INSTRUCTIONS TO FOLLOW
Return the passage from the post about grief and the number 7 verbatim, starting at "It has been" and ending at "through your mind.".

DOCUMENT TEXT
Segment Open
This is how we went on living after my mother died—we wove her memory in the fabric of our everyday lives. We remember the little things that made her who she was and we repeat the things that help make us the people we are today.
Eleanor Hale
The number 7 has so many implications.
- Lucky 7
- There are 7 chakras in our body.
- Our skin is regenerated in 7 days. And every cell in our body is replaced every 7 years.
- The most crucial milestones in a kid’s life occur by the age of 7. In fact, the great Greek philosopher Aristotle once said, “Give me a child until he is 7 and I will show you the man.”
- The 7-year itch is a popular belief, that happiness in a marriage declines after around year 7.
- The colours of the rainbow are 7 in number.
- There are 7 basic musical notes, namely, ‘do’, ‘re’, ‘me’, ‘fa’, ‘so’, ‘la’ and ‘te’.
- There are 7 wonders of the ancient world.
- There are 7 days in a week.
- The stages of grief are considered to be 7 in number. They are shock, denial, bargaining, guilt, anger, depression, and acceptance.
It has been 7 years since I lost my Mommies.
Back in December I remember thinking, “wow! I have gone 6 months without a real good Mom cry.” There was a time when I could count the days I didn’t cry. I remember getting to 32 days! That was a huge accomplishment, I made it 32 days without that gut wrenching sob. If you’re part of the club you know the one, the one where you double over and hold your breath as tears stream down your face and memories start flashing through your mind.
Segment Closed
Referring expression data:
Segment Open
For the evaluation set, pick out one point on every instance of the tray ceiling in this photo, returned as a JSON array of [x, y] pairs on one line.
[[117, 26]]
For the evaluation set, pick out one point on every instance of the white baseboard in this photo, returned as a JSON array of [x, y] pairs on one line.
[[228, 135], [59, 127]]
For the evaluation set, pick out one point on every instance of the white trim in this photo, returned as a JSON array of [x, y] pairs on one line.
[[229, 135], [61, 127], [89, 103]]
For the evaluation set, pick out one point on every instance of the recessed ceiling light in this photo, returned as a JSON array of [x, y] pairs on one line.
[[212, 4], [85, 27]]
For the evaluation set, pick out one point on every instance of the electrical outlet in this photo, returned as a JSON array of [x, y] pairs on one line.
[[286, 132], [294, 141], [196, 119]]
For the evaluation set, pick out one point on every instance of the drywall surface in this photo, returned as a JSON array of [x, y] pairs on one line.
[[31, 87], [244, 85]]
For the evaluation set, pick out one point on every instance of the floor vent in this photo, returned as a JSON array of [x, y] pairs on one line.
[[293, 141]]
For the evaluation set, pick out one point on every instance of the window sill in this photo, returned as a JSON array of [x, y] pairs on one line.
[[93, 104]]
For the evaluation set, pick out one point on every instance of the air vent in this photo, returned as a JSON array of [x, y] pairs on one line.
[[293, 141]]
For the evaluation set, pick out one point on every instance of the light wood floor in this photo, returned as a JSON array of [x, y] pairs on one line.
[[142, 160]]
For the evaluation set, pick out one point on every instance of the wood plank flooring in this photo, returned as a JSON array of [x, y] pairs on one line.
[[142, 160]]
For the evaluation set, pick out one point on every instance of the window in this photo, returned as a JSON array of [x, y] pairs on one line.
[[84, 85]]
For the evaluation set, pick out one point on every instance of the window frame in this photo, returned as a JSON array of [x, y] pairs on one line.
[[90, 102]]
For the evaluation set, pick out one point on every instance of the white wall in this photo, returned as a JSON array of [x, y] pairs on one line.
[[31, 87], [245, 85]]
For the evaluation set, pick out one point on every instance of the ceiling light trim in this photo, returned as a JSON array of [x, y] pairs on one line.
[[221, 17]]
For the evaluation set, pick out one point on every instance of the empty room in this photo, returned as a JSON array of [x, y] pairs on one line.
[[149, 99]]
Segment Closed
SOLVED PROBLEM
It has been 7 years since I lost my Mommies.
Back in December I remember thinking, “wow! I have gone 6 months without a real good Mom cry.” There was a time when I could count the days I didn’t cry. I remember getting to 32 days! That was a huge accomplishment, I made it 32 days without that gut wrenching sob. If you’re part of the club you know the one, the one where you double over and hold your breath as tears stream down your face and memories start flashing through your mind.